• YOUR OBJECTIVE
Swap every occurrence of "white foam wave" with "breaking wave" throughout the material below, keeping everything else the same, and leave the pictures out of your answer.

____________________

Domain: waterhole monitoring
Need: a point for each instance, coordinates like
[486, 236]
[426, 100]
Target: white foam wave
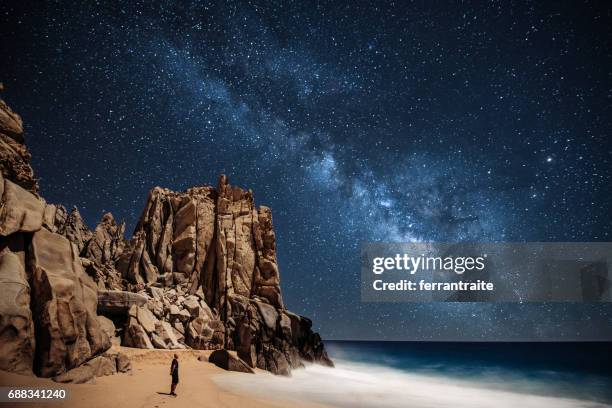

____________________

• COMPLETE OUTPUT
Domain: waterhole monitoring
Need: a point for each instance, coordinates like
[486, 236]
[426, 100]
Target: breaking wave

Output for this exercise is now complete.